Task instructions = Reproduce without changes everything from the start of the rows below down to the line containing "[(874, 206)]", including that line.

Records shown =
◇ ◇ ◇ ◇

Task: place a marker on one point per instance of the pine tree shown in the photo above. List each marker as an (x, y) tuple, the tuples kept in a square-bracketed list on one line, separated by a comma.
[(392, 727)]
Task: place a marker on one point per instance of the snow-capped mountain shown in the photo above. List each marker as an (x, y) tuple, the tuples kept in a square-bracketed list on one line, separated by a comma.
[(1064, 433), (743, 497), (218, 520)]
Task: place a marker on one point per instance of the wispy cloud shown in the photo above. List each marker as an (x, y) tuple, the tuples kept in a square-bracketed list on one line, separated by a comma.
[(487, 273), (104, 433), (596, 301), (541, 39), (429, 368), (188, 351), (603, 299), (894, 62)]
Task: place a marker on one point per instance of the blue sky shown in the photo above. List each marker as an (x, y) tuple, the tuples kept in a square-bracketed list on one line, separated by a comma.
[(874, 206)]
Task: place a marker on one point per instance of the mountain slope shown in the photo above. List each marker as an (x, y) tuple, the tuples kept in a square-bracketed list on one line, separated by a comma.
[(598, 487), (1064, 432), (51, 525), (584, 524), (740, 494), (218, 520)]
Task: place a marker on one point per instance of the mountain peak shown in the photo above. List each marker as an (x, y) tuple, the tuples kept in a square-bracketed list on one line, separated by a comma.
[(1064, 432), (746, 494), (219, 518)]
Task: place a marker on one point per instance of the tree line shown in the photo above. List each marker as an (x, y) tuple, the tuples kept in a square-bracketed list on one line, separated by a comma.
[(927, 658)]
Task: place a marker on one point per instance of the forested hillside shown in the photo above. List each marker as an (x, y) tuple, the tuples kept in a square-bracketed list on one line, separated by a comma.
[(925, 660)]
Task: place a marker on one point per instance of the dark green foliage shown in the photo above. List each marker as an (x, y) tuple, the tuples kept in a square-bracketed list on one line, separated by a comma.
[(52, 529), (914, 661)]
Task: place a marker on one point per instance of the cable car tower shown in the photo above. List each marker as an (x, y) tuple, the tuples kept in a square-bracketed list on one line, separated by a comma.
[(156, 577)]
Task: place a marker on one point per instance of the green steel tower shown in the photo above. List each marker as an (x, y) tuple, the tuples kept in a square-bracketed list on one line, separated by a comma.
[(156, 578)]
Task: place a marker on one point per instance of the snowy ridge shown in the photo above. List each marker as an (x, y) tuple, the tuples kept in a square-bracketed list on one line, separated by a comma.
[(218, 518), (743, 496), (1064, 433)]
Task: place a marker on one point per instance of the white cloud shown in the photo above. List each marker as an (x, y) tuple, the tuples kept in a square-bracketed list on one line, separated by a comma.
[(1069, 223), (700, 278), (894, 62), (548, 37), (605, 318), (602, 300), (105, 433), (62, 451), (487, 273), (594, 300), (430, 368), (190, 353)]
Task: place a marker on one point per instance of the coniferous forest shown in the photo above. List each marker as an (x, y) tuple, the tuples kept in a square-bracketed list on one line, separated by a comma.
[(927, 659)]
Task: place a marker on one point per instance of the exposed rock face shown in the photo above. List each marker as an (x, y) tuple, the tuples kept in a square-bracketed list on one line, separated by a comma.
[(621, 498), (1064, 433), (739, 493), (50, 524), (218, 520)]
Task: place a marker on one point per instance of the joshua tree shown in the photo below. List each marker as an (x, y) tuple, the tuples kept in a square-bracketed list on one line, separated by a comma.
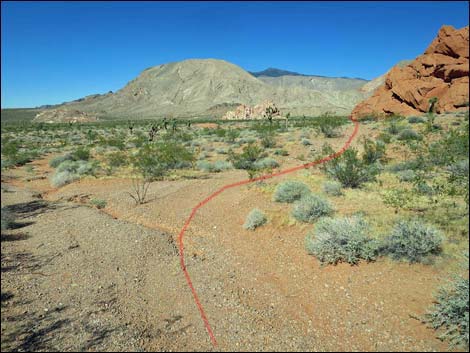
[(432, 103), (269, 115)]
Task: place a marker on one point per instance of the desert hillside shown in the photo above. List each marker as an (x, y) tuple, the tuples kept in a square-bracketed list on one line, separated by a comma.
[(209, 88)]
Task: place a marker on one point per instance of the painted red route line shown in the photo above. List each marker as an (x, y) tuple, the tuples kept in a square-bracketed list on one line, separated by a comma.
[(229, 186)]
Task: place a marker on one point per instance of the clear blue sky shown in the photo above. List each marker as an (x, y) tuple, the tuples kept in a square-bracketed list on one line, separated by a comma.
[(59, 51)]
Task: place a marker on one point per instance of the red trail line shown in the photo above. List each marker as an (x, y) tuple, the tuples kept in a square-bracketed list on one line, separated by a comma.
[(229, 186)]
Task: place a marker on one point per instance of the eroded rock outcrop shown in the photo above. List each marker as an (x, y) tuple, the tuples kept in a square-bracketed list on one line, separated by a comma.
[(442, 72)]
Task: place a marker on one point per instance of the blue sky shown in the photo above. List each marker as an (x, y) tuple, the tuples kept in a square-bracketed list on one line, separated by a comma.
[(59, 51)]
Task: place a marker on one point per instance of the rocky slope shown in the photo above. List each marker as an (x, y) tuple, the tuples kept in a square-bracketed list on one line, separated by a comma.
[(441, 72), (210, 88)]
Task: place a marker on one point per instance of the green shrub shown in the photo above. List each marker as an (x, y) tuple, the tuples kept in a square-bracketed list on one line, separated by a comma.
[(268, 141), (255, 219), (450, 312), (385, 137), (62, 178), (413, 241), (56, 161), (98, 203), (406, 175), (311, 207), (247, 158), (346, 239), (281, 152), (333, 188), (290, 191), (350, 171), (81, 154), (416, 120), (373, 151), (408, 135), (6, 218), (266, 163)]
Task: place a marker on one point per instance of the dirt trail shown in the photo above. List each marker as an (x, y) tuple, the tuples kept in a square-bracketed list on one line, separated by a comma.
[(260, 290)]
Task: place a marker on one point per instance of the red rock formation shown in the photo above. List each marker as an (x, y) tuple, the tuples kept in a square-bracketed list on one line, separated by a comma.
[(442, 72), (245, 112)]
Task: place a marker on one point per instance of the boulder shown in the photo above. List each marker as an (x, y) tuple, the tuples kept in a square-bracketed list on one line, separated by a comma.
[(442, 72)]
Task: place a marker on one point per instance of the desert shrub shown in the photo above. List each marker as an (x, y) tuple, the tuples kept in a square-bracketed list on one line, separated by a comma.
[(98, 203), (373, 151), (81, 154), (65, 177), (311, 207), (205, 166), (221, 151), (247, 158), (6, 218), (406, 175), (408, 135), (416, 120), (268, 141), (452, 147), (333, 188), (220, 166), (351, 171), (116, 159), (413, 241), (385, 137), (346, 239), (290, 191), (56, 161), (255, 219), (266, 163), (393, 128), (450, 312)]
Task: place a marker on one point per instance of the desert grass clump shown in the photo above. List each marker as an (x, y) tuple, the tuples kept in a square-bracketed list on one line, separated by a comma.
[(290, 191), (416, 120), (406, 175), (266, 163), (351, 171), (62, 178), (450, 312), (413, 241), (333, 188), (56, 161), (310, 208), (346, 239), (255, 219)]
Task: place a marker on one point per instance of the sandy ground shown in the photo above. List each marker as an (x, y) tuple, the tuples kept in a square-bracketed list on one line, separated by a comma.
[(111, 279)]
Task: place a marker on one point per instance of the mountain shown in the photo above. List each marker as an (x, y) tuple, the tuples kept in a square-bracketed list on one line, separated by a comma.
[(210, 88), (441, 72), (272, 72)]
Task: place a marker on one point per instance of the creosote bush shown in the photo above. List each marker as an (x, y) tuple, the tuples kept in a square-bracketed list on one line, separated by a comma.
[(255, 219), (413, 241), (290, 191), (451, 312), (333, 188), (351, 171), (310, 208), (334, 240)]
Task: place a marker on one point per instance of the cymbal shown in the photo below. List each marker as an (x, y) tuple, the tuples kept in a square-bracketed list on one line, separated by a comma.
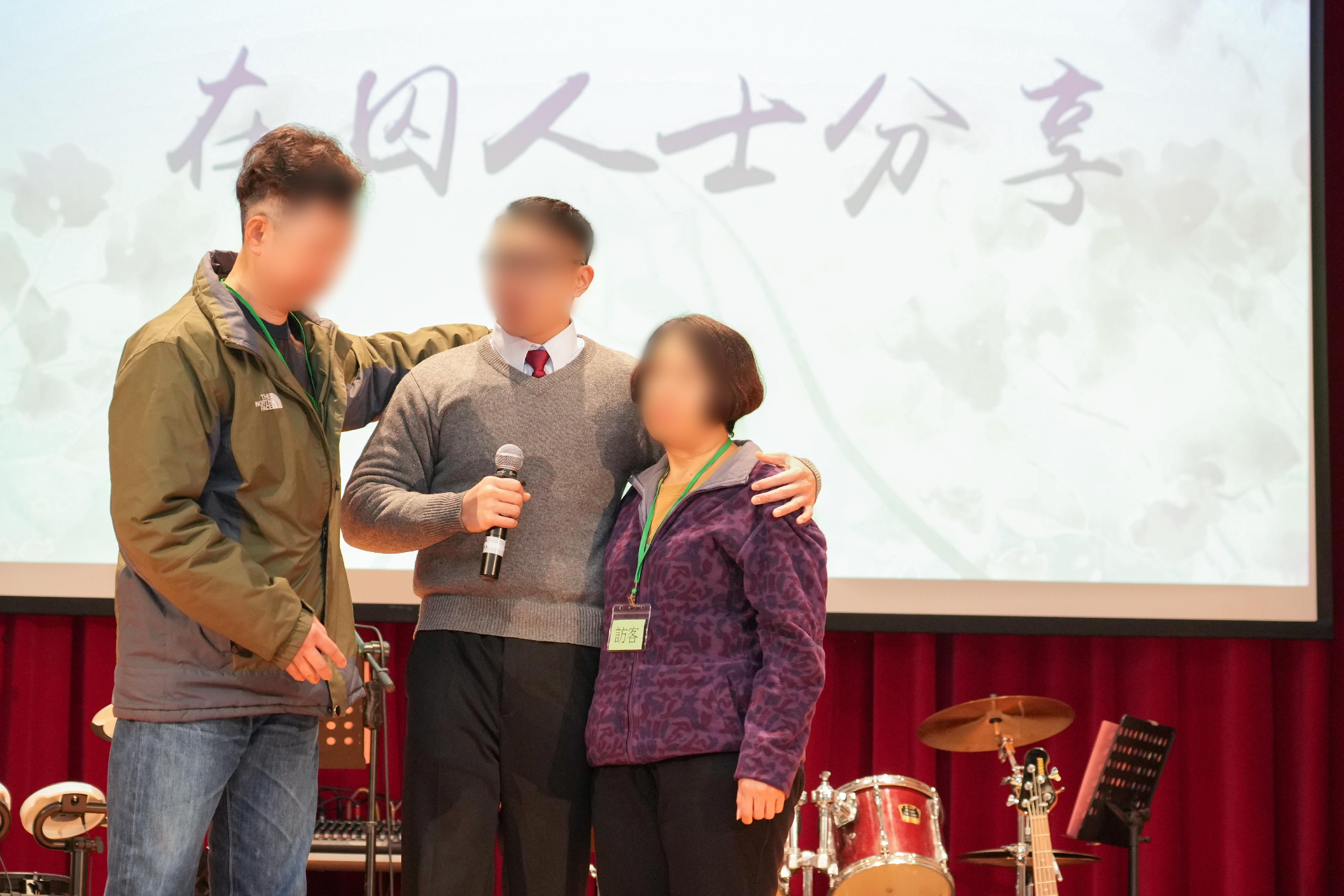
[(1005, 859), (976, 726)]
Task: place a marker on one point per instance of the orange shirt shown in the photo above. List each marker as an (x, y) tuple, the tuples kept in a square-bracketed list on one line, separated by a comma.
[(673, 491)]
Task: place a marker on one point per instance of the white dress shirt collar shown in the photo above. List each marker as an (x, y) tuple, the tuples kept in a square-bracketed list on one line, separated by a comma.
[(562, 348)]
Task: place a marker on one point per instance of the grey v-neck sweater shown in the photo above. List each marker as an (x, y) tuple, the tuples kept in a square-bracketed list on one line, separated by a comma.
[(583, 440)]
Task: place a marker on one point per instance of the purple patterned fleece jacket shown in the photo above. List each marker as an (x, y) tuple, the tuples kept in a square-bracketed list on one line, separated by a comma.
[(733, 653)]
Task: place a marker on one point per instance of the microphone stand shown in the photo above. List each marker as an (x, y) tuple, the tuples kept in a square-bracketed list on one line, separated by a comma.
[(377, 688)]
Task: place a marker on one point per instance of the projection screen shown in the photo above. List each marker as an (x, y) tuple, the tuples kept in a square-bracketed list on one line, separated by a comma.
[(1032, 283)]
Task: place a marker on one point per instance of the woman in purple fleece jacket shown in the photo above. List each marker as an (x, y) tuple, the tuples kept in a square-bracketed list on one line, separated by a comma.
[(712, 662)]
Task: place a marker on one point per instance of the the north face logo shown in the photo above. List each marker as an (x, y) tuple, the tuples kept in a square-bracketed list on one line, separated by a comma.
[(269, 402)]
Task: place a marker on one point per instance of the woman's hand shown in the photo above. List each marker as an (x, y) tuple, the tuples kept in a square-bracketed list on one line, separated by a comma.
[(796, 487), (759, 800)]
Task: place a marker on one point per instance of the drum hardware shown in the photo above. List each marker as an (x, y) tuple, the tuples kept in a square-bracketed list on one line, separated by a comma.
[(1003, 725), (26, 883), (995, 725), (58, 817), (876, 836), (104, 723)]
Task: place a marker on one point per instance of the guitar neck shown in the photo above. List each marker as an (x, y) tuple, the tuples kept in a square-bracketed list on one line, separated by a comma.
[(1042, 855)]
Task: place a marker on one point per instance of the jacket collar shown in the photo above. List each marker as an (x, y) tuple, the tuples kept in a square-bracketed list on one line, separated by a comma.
[(736, 471), (220, 305)]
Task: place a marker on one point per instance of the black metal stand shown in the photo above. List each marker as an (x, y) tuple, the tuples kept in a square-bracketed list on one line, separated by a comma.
[(1135, 821), (377, 688), (76, 848), (1122, 801)]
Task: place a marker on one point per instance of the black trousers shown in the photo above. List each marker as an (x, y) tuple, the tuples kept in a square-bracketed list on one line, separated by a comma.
[(495, 746), (670, 829)]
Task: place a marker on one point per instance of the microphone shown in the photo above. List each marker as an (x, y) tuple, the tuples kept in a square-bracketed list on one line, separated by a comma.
[(509, 460)]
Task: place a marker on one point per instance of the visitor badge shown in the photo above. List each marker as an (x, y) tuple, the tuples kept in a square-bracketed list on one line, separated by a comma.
[(630, 627)]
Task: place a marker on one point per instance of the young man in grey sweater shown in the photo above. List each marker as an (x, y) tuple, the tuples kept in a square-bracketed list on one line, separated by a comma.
[(502, 671)]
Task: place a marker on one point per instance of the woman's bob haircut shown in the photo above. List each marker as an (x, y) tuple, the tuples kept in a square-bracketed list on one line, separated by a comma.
[(728, 358)]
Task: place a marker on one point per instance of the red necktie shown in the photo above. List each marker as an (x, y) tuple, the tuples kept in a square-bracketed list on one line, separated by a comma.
[(538, 358)]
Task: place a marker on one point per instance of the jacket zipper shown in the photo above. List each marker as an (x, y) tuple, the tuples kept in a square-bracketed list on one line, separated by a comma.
[(638, 657), (327, 455)]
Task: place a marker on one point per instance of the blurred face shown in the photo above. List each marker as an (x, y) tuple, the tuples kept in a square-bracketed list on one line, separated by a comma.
[(533, 276), (299, 250), (677, 394)]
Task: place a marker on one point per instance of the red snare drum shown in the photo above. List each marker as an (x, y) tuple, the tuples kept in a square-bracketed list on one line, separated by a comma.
[(889, 840)]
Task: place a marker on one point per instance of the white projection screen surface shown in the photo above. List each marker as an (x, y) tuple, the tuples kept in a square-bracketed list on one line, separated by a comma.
[(1032, 283)]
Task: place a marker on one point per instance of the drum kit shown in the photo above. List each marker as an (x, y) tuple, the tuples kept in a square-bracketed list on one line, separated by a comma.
[(882, 835)]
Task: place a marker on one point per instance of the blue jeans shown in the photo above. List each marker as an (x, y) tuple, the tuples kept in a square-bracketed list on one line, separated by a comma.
[(251, 781)]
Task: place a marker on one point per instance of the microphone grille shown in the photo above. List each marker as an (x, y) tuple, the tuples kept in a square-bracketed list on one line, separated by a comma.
[(510, 457)]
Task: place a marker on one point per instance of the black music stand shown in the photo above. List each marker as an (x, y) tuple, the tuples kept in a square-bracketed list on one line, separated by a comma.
[(1122, 800), (377, 688)]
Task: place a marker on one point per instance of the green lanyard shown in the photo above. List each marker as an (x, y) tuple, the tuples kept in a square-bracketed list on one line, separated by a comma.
[(654, 504), (269, 339)]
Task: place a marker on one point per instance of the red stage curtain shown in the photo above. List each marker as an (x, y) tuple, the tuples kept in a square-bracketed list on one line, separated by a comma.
[(1244, 808)]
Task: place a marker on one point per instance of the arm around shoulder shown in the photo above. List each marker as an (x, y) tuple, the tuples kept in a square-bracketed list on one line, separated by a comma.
[(388, 506), (376, 365)]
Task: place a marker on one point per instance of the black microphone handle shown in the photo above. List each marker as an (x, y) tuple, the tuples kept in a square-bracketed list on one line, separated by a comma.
[(495, 537)]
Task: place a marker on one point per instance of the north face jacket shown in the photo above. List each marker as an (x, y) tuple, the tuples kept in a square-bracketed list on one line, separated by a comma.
[(733, 649), (226, 504)]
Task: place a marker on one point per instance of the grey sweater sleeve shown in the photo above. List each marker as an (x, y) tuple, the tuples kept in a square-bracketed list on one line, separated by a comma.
[(388, 507)]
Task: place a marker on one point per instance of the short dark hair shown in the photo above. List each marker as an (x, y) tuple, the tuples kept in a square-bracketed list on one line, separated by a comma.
[(296, 163), (560, 217), (729, 358)]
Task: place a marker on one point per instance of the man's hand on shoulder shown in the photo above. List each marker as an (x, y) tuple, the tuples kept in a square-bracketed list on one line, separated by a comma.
[(494, 502), (308, 664), (796, 485)]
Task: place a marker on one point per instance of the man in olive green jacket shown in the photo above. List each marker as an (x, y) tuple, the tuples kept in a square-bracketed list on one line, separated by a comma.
[(235, 620)]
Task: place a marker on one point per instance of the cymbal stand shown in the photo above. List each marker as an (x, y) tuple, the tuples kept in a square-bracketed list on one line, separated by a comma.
[(1019, 850), (79, 847)]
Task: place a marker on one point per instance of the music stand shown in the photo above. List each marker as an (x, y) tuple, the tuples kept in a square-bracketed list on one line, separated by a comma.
[(1126, 766)]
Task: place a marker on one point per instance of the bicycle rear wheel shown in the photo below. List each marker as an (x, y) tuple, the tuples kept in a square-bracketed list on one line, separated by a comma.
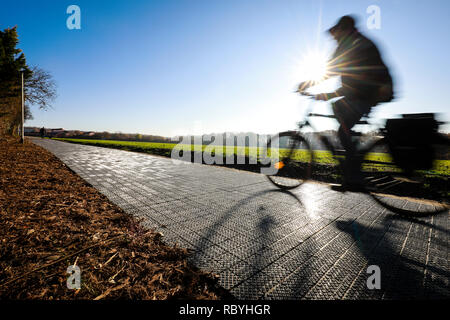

◇ ◇ ◇ ◇

Result =
Task: place a marker on one point per instance of the pine tree shown in the photo above. List each marker as an (x, y) tuple, the tuples kept in a square-bracketed list on one line, separated by a comma.
[(392, 727)]
Task: place a marker on one point per instance of the snow-capped mountain shown in the photo above. List each marker as an (x, y) tuple, the tuples kept in a square-bracketed list on one line, separated by a comma.
[(1064, 433), (743, 497), (218, 520)]
Task: place a marker on one point per instance of the wispy cloud shown in the photo above. List each marker as an (x, y) tuple, the tuples kept in a square-bracketed list on one line, separated by a comma.
[(487, 273), (104, 433), (596, 301), (541, 39), (429, 368), (188, 351), (603, 299), (894, 62)]
Task: place a marker on one point per instance of the blue sky shown in the photo above. List each marker as an (x, y) tuple, the tuples kept in a square-bracketed list on one line, separated by a comma.
[(874, 206)]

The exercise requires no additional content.